## Selected text
[Start of Attachment]

Multi-Modal Document Data Extraction: Invoice-to-JSON Processor
An AI-powered pipeline that extracts structured data from PDF and image-based invoices, validates correctness, auto-corrects errors, and outputs clean JSON — without per-template configuration.
Upload any invoice (PDF or image) → get structured JSON with all fields extracted, validated, and corrected automatically.
Invoice (PDF/Image) → OCR → Extraction → Validation → Auto-Correction → JSON Output
- OCR Agent — Extracts text from PDFs (PyMuPDF) and images (Tesseract), with GPT-4o vision fallback
- Extraction Agent — LLM-powered structured data extraction (11 invoice fields)
- Validation Agent — Rule-based checks (arithmetic, required fields, format)
- Correction Agent — Auto-fixes errors via rules + LLM re-analysis (max 2 retries)
- JSON Formatter — Standardized output with metadata (confidence, timing, corrections)
- LangGraph Orchestrator — Stateful pipeline with conditional correction loop
- REST API — FastAPI with Swagger UI documentation
- Web UI — React upload + status tracker + JSON viewer + download
| Layer | Technology |
|---|---|
| Backend | Python 3.11, FastAPI, LangGraph, langchain-openai |
| LLM | OpenAI GPT-4o (structured output, temperature 0) |
| OCR | PyMuPDF + Tesseract + GPT-4o Vision (fallback) |
| Frontend | React 18, TypeScript 5, Tailwind CSS, Vite |
| Infrastructure | Docker Compose |
- Docker + Docker Compose
- OpenAI API key (GPT-4o access)
# 1. Clone the repo
git clone <repo-url>
cd SmartInvoiceEngine
# 2. Set up environment
cp backend/.env.example backend/.env
# Edit backend/.env and add your OPENAI_API_KEY
# 3. Start everything
docker-compose up --build
# 4. Open the app
# Frontend: http://localhost:3000
# Backend API: http://localhost:8000
# Swagger UI: http://localhost:8000/docs# Backend
cd backend
python -m venv venv
venv\Scripts\activate # Windows
pip install -r requirements.txt
uvicorn app.main:app --reload --port 8000
# Frontend (separate terminal)

[End of Attachment]

## Questions on the material
**A.** Answer the following questions about the invoice-to-JSON processor overview, marking each answer (i), (ii) or (iii) to match:
(i) How many invoice fields does the Extraction Agent extract?
(ii) At what temperature is OpenAI GPT-4o run?
(iii) At which address does the frontend open?
**B.** Decide whether each statement below agrees with the invoice-to-JSON processor overview, and answer yes or no with the words from the overview that settle it, marked (i), (ii) or (iii) to match:
(i) The Correction Agent retries at most three times.
(ii) The frontend is built with React 18 and TypeScript 5.
(iii) Tesseract is used to extract text from PDFs.
**C.** Pick up the invoice-to-JSON processor overview where it stops and continue it.

## Data
[Start of Attachment]

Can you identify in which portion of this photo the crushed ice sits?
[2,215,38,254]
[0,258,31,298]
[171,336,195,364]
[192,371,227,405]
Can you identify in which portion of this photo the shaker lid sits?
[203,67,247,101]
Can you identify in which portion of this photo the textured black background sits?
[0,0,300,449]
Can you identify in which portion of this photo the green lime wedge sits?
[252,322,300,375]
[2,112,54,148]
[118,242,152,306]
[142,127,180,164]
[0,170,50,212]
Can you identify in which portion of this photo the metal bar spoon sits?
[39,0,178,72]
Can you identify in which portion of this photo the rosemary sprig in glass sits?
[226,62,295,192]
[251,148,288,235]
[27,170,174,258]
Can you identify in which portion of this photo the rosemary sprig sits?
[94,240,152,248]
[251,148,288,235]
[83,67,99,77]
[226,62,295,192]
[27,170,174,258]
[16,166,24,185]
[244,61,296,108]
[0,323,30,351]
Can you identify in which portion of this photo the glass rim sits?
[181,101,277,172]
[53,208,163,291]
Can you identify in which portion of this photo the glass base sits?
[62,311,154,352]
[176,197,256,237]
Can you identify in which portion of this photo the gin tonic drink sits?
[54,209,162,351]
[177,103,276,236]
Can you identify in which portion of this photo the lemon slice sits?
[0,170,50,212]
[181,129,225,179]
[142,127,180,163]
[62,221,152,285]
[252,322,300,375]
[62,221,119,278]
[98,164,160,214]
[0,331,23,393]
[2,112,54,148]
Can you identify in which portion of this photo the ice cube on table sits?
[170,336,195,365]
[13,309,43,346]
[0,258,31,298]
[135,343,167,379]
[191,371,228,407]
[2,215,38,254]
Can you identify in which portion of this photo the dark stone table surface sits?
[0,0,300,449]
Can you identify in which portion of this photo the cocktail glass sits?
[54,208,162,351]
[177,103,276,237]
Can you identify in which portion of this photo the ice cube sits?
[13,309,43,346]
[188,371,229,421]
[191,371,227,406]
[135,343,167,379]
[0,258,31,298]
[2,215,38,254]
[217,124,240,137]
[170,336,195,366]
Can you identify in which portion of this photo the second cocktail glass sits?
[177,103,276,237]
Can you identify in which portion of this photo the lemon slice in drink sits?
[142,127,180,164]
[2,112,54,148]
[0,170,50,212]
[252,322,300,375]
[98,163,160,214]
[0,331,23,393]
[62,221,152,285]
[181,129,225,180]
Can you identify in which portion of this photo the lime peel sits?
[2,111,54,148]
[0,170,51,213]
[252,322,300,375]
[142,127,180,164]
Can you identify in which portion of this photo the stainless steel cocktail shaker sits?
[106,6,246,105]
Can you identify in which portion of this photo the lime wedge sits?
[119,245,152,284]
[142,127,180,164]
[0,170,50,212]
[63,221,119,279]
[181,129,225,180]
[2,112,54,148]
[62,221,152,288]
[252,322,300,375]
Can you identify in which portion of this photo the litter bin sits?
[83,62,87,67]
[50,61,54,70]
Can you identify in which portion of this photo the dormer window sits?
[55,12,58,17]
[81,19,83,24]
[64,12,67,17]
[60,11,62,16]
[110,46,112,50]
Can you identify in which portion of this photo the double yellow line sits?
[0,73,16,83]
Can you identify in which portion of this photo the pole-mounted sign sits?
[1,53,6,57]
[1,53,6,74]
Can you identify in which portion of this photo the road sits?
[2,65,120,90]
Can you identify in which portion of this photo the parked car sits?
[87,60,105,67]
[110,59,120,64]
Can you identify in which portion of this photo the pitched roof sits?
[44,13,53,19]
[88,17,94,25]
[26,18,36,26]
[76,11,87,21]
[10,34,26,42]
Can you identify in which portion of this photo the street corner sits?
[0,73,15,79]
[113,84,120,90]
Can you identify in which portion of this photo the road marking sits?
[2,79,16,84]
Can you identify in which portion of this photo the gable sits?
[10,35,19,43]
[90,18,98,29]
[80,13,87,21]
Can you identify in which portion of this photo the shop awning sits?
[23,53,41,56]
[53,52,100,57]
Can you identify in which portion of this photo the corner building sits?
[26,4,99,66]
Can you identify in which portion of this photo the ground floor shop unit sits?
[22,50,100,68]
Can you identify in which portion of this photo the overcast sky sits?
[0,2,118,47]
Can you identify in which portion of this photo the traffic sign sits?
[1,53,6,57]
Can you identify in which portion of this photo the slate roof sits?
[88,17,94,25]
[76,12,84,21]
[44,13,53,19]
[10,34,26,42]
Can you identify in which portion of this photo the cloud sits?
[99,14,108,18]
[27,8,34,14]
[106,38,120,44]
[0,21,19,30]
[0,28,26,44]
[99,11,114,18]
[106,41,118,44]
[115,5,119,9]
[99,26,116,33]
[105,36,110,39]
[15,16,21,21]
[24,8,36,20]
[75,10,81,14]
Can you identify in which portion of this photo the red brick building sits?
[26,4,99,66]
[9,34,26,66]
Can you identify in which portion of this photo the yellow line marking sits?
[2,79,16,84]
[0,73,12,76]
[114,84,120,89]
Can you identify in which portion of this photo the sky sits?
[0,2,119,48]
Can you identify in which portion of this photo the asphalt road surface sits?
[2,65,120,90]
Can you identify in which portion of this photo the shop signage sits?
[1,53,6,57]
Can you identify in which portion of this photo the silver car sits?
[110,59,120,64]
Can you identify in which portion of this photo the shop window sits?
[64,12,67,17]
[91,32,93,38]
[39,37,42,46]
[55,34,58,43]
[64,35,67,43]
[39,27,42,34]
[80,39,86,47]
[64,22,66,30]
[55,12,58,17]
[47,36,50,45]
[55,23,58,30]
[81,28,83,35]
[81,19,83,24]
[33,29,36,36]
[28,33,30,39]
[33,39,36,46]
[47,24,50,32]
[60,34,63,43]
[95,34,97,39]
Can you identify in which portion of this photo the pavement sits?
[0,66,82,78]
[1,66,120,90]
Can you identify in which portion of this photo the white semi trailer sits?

[End of Attachment]
[Start of Attachment]

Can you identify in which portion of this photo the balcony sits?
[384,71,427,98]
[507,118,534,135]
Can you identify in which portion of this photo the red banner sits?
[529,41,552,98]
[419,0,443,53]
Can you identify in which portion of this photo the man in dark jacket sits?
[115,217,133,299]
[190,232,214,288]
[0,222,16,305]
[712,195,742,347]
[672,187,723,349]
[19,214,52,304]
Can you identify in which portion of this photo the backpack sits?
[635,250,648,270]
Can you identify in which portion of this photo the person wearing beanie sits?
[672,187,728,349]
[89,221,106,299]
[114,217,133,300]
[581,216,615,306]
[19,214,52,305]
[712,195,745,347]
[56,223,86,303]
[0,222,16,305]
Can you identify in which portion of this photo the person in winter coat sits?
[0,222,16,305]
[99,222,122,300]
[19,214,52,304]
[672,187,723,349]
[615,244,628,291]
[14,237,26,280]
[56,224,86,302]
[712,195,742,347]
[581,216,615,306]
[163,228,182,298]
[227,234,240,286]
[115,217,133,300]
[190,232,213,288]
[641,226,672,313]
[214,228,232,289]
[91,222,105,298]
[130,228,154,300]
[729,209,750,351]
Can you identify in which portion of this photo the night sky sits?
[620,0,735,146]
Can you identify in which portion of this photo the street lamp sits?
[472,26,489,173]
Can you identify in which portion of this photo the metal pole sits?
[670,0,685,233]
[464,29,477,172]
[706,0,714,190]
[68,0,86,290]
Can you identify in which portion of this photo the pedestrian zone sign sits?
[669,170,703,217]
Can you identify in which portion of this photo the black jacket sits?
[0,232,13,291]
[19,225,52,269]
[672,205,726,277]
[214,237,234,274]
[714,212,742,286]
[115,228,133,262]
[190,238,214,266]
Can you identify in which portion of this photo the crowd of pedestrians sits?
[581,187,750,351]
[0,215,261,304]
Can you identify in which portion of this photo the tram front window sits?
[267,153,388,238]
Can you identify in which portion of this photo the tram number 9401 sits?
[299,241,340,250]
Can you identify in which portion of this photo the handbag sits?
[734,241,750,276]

[End of Attachment]
[Start of Attachment]

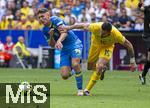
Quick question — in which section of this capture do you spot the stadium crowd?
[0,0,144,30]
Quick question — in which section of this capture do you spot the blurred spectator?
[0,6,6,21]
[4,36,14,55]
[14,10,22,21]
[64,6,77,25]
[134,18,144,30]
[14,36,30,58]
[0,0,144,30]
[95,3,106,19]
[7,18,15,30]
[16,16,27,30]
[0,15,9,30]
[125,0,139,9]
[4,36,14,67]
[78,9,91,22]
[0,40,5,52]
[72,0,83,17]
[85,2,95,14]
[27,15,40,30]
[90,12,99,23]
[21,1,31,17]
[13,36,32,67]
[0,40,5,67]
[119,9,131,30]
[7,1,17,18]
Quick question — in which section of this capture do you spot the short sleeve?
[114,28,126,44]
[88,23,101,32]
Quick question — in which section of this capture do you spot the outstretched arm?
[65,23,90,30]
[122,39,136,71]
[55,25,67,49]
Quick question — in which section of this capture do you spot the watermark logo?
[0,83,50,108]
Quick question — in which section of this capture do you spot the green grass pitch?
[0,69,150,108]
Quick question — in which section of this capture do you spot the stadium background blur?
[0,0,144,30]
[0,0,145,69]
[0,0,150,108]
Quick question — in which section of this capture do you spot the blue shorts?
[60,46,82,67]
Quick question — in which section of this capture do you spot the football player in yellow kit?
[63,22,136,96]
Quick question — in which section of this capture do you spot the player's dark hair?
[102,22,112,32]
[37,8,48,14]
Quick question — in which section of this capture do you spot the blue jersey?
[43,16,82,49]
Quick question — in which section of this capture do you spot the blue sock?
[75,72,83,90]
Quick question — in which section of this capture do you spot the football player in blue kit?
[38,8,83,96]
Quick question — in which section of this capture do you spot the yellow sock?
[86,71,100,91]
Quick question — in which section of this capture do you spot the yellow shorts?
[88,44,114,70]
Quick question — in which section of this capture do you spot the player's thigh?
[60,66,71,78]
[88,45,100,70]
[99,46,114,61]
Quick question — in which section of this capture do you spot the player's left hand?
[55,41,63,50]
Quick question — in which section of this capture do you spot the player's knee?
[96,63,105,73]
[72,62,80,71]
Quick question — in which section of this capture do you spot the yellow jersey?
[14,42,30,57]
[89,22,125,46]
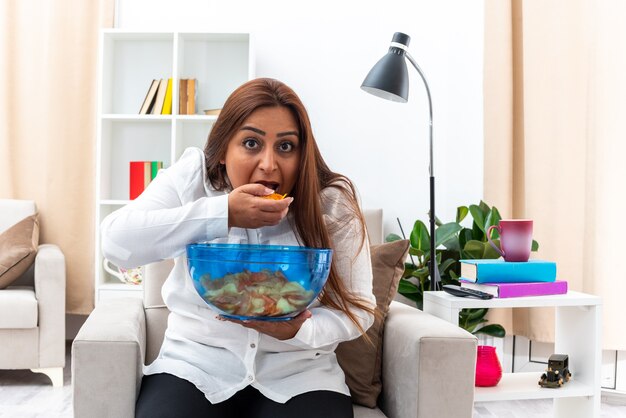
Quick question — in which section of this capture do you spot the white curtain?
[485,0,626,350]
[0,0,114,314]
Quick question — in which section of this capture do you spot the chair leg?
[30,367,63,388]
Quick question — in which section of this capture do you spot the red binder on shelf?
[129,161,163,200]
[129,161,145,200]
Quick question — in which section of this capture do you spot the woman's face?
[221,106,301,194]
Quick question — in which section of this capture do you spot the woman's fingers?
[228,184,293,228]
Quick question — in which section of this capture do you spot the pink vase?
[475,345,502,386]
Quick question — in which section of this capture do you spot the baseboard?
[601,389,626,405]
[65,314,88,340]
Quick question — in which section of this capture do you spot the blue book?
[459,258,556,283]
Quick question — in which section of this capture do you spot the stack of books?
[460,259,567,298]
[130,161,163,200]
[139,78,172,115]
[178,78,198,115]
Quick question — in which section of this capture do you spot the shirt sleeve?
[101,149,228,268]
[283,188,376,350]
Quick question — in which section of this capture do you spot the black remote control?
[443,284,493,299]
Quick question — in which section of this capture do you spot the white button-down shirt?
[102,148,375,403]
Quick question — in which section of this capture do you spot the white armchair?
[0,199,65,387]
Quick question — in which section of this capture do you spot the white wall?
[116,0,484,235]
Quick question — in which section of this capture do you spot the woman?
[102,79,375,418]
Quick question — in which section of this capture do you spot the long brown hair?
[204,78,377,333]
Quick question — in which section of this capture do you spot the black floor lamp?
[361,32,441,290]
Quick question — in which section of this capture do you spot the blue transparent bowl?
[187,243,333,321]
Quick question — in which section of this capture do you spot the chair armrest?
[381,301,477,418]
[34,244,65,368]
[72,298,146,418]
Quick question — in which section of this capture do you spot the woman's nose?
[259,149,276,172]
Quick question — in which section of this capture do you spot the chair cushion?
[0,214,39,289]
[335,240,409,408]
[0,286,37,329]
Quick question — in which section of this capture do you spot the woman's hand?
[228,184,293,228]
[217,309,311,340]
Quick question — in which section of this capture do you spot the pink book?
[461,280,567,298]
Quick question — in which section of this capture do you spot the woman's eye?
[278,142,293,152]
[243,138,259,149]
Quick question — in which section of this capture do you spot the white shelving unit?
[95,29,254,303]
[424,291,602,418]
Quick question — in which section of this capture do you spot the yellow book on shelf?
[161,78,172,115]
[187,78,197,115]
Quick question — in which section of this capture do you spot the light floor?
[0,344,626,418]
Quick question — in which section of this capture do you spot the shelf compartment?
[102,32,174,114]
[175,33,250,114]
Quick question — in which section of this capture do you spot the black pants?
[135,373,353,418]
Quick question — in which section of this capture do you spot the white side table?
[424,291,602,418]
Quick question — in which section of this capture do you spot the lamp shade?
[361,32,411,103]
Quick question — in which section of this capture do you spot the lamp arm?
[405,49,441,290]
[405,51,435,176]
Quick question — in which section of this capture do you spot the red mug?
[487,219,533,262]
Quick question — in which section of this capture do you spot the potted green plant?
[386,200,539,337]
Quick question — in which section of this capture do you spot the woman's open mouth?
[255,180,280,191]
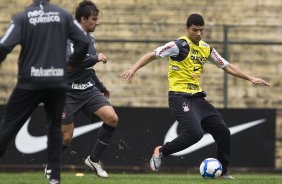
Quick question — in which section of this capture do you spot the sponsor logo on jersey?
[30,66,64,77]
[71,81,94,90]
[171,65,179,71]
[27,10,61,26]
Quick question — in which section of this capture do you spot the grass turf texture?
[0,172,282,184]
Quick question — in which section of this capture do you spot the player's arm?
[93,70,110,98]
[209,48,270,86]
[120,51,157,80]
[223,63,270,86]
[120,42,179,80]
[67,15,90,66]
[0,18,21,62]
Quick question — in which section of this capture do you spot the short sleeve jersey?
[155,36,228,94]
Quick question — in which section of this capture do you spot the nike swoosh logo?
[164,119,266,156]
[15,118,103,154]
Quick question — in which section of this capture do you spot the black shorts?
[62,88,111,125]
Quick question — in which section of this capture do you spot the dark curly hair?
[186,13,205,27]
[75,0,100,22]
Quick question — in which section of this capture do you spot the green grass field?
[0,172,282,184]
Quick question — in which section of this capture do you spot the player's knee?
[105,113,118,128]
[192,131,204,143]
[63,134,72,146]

[End of Attachment]

## Numbered responses
**A.**
(i) 11
(ii) 0
(iii) http://localhost:3000

**B.**
(i) No: "max 2 retries"
(ii) Yes: "React 18, TypeScript 5, Tailwind CSS, Vite"
(iii) No: "Extracts text from PDFs (PyMuPDF) and images (Tesseract)"

**C.**
cd frontend
npm install
npm run dev| Method | Path | Description |
|---|---|---|
| POST | /api/process |
Upload invoice file (PDF/PNG/JPEG) |
| GET | /api/status/{job_id} |
Poll processing status |
| GET | /api/result/{job_id} |
Get extraction result (JSON) |
| GET | /api/health |
Health check |
| GET | /docs |
Swagger UI (interactive API docs) |
SmartInvoiceEngine/
├── backend/app/
│ ├── main.py # FastAPI entry point
│ ├── config.py # Environment configuration
│ ├── api/ # REST endpoints + schemas
│ ├── agents/ # OCR, Extraction, Validation, Correction, Formatter
│ ├── orchestrator/ # LangGraph workflow + state
│ ├── models/ # Pydantic domain models
│ ├── prompts/ # LLM prompt templates
│ └── utils/ # Logging utilities
├── frontend/src/
│ ├── components/ # Upload, Status, Result, Download
│ ├── services/ # API client (Axios)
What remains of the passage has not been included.